Write out every record below exactly as given. Leave the pictures out.
Study material Block Start
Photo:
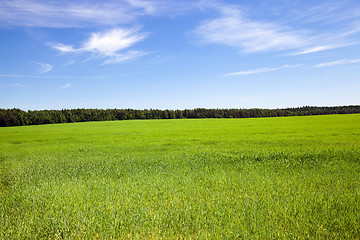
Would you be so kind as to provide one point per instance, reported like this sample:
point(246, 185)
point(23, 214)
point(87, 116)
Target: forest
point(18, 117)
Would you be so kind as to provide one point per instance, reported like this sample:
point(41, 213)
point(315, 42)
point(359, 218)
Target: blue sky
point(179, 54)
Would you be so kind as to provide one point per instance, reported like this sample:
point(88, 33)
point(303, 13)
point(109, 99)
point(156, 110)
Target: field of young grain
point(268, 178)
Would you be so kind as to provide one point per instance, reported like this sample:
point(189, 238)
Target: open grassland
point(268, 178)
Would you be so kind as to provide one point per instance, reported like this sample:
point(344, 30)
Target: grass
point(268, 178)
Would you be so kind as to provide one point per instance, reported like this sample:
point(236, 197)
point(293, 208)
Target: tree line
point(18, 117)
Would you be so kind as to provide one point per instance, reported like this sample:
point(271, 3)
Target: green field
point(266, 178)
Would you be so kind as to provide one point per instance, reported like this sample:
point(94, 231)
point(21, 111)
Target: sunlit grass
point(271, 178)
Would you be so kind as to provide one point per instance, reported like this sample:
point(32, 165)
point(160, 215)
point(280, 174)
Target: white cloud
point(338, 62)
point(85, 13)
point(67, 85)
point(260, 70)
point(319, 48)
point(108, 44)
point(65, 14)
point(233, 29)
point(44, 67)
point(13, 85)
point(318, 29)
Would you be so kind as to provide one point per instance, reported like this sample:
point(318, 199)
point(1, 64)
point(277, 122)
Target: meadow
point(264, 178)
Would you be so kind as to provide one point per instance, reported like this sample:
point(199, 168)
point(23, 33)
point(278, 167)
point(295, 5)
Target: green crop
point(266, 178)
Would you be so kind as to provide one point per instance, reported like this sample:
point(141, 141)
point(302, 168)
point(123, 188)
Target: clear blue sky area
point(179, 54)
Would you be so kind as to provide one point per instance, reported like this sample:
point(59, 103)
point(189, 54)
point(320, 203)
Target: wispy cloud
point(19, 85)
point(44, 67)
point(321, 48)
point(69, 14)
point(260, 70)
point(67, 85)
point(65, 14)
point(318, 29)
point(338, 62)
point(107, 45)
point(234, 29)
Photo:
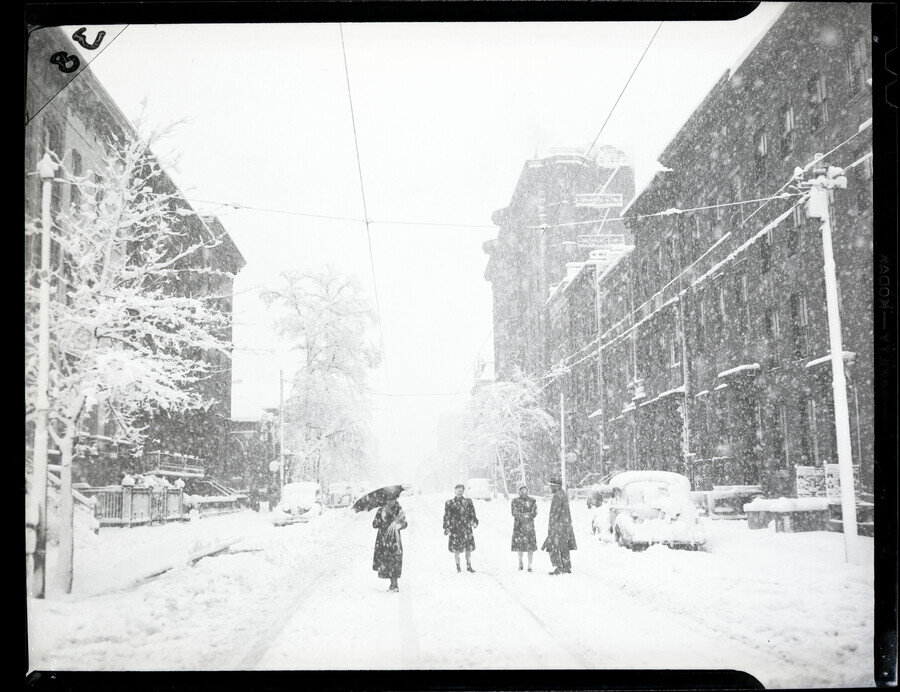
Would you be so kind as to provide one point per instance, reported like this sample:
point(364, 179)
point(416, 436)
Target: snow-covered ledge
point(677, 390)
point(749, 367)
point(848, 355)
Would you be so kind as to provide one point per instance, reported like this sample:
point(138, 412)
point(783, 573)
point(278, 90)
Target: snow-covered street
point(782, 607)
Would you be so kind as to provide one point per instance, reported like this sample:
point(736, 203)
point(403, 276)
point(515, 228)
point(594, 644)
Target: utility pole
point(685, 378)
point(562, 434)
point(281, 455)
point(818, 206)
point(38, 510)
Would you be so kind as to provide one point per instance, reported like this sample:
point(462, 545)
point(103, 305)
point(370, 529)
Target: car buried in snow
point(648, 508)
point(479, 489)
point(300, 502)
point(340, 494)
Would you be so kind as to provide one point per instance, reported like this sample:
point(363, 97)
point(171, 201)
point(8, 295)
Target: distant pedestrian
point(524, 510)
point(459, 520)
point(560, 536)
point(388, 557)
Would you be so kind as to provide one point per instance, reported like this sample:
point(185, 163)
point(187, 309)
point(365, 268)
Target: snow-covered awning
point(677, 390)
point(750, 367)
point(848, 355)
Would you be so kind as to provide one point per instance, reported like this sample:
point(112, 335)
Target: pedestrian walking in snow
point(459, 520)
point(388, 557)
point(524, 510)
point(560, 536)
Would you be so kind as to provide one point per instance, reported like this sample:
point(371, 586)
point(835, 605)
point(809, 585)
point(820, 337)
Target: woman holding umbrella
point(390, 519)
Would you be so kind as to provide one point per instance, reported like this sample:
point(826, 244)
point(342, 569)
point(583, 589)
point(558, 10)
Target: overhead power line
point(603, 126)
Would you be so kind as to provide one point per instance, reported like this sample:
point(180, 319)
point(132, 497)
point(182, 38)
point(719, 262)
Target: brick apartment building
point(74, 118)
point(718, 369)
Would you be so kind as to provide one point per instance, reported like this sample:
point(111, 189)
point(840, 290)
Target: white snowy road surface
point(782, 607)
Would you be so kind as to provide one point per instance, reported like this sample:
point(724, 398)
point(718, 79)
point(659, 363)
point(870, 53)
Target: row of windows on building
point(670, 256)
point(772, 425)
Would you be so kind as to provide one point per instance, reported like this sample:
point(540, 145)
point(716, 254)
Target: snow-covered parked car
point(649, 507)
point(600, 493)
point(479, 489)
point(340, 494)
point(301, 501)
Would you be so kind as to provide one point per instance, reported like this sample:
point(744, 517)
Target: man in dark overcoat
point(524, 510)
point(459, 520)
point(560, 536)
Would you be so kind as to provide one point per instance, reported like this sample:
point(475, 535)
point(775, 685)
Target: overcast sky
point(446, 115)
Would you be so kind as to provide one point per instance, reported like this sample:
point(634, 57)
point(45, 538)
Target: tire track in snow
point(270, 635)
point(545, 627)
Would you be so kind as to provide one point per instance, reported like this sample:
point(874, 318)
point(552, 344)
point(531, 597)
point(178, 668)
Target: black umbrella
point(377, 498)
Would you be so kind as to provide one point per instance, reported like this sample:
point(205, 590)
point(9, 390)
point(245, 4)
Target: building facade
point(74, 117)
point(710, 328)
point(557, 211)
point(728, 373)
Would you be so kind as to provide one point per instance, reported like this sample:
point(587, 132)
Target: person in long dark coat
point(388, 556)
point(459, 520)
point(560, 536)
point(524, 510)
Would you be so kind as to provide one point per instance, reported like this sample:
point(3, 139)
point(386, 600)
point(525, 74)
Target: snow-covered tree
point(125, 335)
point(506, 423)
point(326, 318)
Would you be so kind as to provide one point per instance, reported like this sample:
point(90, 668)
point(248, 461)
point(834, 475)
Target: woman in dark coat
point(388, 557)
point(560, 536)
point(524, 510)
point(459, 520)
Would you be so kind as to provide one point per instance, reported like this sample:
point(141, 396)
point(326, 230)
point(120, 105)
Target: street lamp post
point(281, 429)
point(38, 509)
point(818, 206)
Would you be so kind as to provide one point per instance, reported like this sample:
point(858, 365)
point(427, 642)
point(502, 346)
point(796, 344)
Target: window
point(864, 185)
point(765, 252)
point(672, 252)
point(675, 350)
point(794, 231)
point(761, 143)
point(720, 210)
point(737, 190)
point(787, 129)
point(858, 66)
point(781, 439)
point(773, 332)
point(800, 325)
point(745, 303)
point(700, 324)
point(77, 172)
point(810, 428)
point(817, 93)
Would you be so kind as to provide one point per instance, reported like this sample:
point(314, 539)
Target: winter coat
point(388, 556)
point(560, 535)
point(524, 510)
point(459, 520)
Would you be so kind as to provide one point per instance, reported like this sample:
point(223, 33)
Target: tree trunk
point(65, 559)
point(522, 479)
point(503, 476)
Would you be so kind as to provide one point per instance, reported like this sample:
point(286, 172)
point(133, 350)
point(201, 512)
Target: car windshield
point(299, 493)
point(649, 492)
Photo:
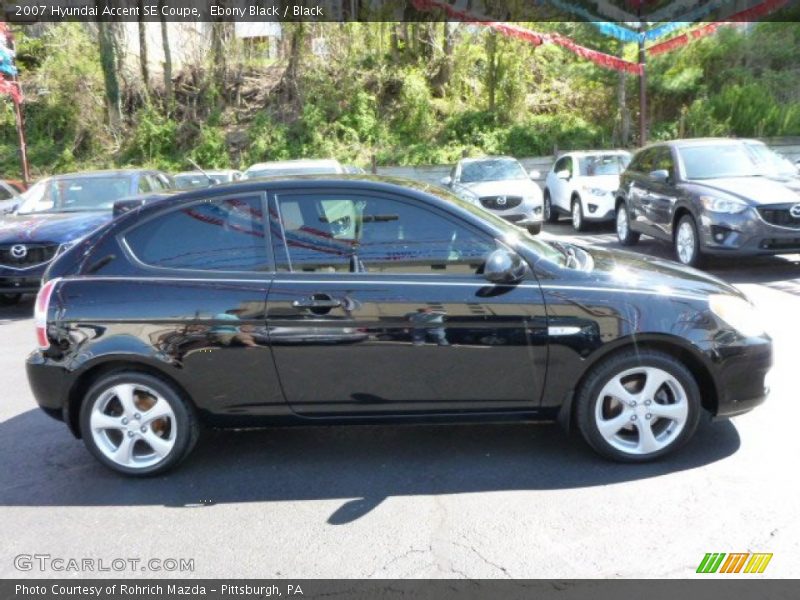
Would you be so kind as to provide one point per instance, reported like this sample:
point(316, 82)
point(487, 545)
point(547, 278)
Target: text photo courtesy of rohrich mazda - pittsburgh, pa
Study material Block End
Answer for this exercise -
Photo:
Would you be so kind as to provide one point per instance, reported like this sample:
point(246, 185)
point(23, 214)
point(87, 116)
Target: forest
point(18, 117)
Would you be so kind as to provide one point per instance, reported like this sample:
point(41, 213)
point(315, 42)
point(359, 218)
Target: blue sky
point(179, 54)
Would you be so kind as to provide one point per instance, reported like this sample:
point(88, 33)
point(303, 13)
point(109, 99)
point(156, 110)
Target: field of young grain
point(268, 178)
Would you be so kind as to provide one point per instance, reported like this sample:
point(189, 238)
Target: open grassland
point(268, 178)
Would you be so kind as to provide one point per instance, reported like this sample:
point(344, 30)
Target: grass
point(268, 178)
Would you be so kind as to provide one point per instance, reported like this sample:
point(236, 197)
point(293, 208)
Target: tree line
point(18, 117)
Would you be so kind as to provide one point per instance, reported like this sample:
point(271, 3)
Target: green field
point(266, 178)
Would you be so kind as to provide one point per instance, reported like this sample:
point(94, 231)
point(21, 111)
Target: sunlit grass
point(271, 178)
Would you be so kind as to provide one point per instance, reported like this sample:
point(32, 165)
point(160, 215)
point(280, 174)
Target: white cloud
point(338, 62)
point(85, 13)
point(67, 85)
point(260, 70)
point(319, 48)
point(108, 44)
point(65, 14)
point(233, 29)
point(44, 67)
point(13, 85)
point(318, 29)
Would you be so kind as to provide one point per instance, reported like this sample:
point(318, 199)
point(1, 64)
point(277, 122)
Target: meadow
point(264, 178)
Would you be so kind as to provide one point per instance, reported like this sample:
point(199, 168)
point(23, 33)
point(278, 167)
point(295, 5)
Target: green crop
point(266, 178)
Would you be so kind as to provide one point per instance, reported like this sample:
point(141, 141)
point(302, 168)
point(123, 188)
Target: clear blue sky area
point(179, 54)
Would you be so kind as to provide one point per instance, reported like this sample:
point(59, 103)
point(189, 54)
point(320, 203)
Target: wispy cloud
point(19, 85)
point(44, 67)
point(321, 48)
point(69, 14)
point(260, 70)
point(67, 85)
point(65, 14)
point(318, 29)
point(338, 62)
point(107, 45)
point(234, 29)
Photo:
Would you be so kind as to provide one point per instance, reported like this sample:
point(364, 179)
point(416, 436)
Target: snow-covered ledge
point(677, 390)
point(749, 367)
point(848, 355)
Would you be so kind as to provide one point per instance, reported like this sample:
point(138, 412)
point(783, 573)
point(278, 90)
Target: snow-covered street
point(782, 607)
Would you be so kind as to provide one point per instance, reported like this sample:
point(736, 203)
point(403, 276)
point(515, 228)
point(594, 644)
Target: utility pole
point(685, 378)
point(562, 434)
point(281, 455)
point(818, 206)
point(38, 510)
Would you be so kind as to provide one point per instance, reported like this sample:
point(462, 545)
point(103, 305)
point(370, 529)
Target: car buried in snow
point(648, 508)
point(479, 489)
point(300, 502)
point(340, 494)
Would you be so kind as to provide one point per instance, reported like this sample:
point(363, 97)
point(171, 201)
point(8, 295)
Target: distant pedestrian
point(524, 510)
point(459, 520)
point(560, 536)
point(388, 557)
Would you be so kind as to provide one point per instance, reported like this sample:
point(185, 163)
point(187, 309)
point(365, 268)
Target: snow-covered awning
point(677, 390)
point(750, 367)
point(848, 355)
Would you be so kind as to provide one point per instance, reported like this sample:
point(112, 335)
Target: pedestrian walking in snow
point(459, 520)
point(388, 557)
point(524, 510)
point(560, 536)
Would you be so kind as to provide one point per instance, reported like this sample:
point(371, 586)
point(835, 605)
point(809, 585)
point(820, 337)
Target: woman holding umbrella
point(390, 519)
Would you be so kind as to provide one point per instance, reported like this sample:
point(826, 244)
point(342, 569)
point(583, 589)
point(558, 10)
Target: overhead power line
point(603, 126)
Would you be so kind as to provide one point per instance, reported like this sample:
point(180, 319)
point(132, 497)
point(182, 38)
point(719, 262)
Target: brick apartment building
point(74, 118)
point(718, 369)
Would you be so kind as to provide one point per instance, reported like this sample:
point(111, 189)
point(840, 290)
Target: white snowy road surface
point(782, 607)
Would you be so kind as to provide one point per instance, reported like this sample:
point(724, 398)
point(718, 79)
point(659, 363)
point(870, 53)
Target: row of windows on building
point(670, 256)
point(772, 425)
Would you be so kind as to provide one point per instance, reported like this sample:
point(540, 145)
point(716, 254)
Target: snow-covered parked car
point(649, 507)
point(600, 493)
point(479, 489)
point(340, 494)
point(301, 501)
Would you be so kind as to provide one point per instance, reported like this sample:
point(744, 517)
Target: man in dark overcoat
point(524, 510)
point(459, 520)
point(560, 536)
Would you be so kind as to provide one point per instance, reported like this sample:
point(475, 535)
point(775, 685)
Target: overcast sky
point(446, 115)
Would you be so kind as to provide one point per instance, reported like this sample:
point(634, 57)
point(45, 538)
Target: tire track in snow
point(270, 635)
point(545, 627)
Would you be so kind as to provide one point per instance, reported like this sample:
point(874, 318)
point(552, 344)
point(531, 597)
point(178, 668)
Target: black umbrella
point(377, 498)
Would you be so kind as to provide one point per instance, reported like this sample:
point(205, 590)
point(9, 390)
point(245, 4)
Target: building facade
point(74, 117)
point(710, 328)
point(557, 211)
point(728, 373)
Would you be so kind as to provide one point per instance, reported like this sample:
point(587, 132)
Target: person in long dark coat
point(388, 556)
point(459, 520)
point(560, 536)
point(524, 510)
Would you be so kind as to provide one point per instance, reported like this sample:
point(3, 139)
point(386, 600)
point(525, 74)
Target: snow-covered tree
point(125, 335)
point(506, 423)
point(326, 318)
Would you be so kind as to provide one point per instance, reported like this sample:
point(90, 668)
point(248, 461)
point(834, 475)
Target: woman in dark coat
point(388, 557)
point(560, 536)
point(524, 510)
point(459, 520)
Would you be so kind as to provide one point per instance, reported like this sample:
point(141, 396)
point(326, 230)
point(120, 105)
Target: street lamp post
point(281, 429)
point(38, 509)
point(818, 206)
Would you be so kind as to provide one point per instance, reported like this sample:
point(858, 365)
point(427, 642)
point(502, 346)
point(796, 344)
Target: window
point(864, 185)
point(765, 252)
point(672, 252)
point(675, 350)
point(794, 231)
point(761, 143)
point(720, 210)
point(737, 190)
point(787, 129)
point(858, 66)
point(781, 439)
point(773, 332)
point(800, 325)
point(745, 303)
point(700, 324)
point(77, 172)
point(810, 428)
point(817, 93)
Would you be so kind as to provide one point per instance, reported like this sample:
point(314, 539)
Target: winter coat
point(388, 556)
point(560, 535)
point(524, 510)
point(459, 520)
Would you be so kind as to provide one point per instance, reported like this sample:
point(223, 33)
Target: tree trunk
point(65, 559)
point(522, 479)
point(503, 476)
Would you be so kind as to provide one point per instance, reported like this sample:
point(286, 172)
point(133, 350)
point(201, 512)
Target: car windshield
point(299, 493)
point(649, 492)
Photo:
Would you be so kind as to provide one point per instance, reported like this sample:
point(316, 82)
point(487, 545)
point(547, 278)
Target: text photo courtesy of rohrich mazda - pittsburgh, pa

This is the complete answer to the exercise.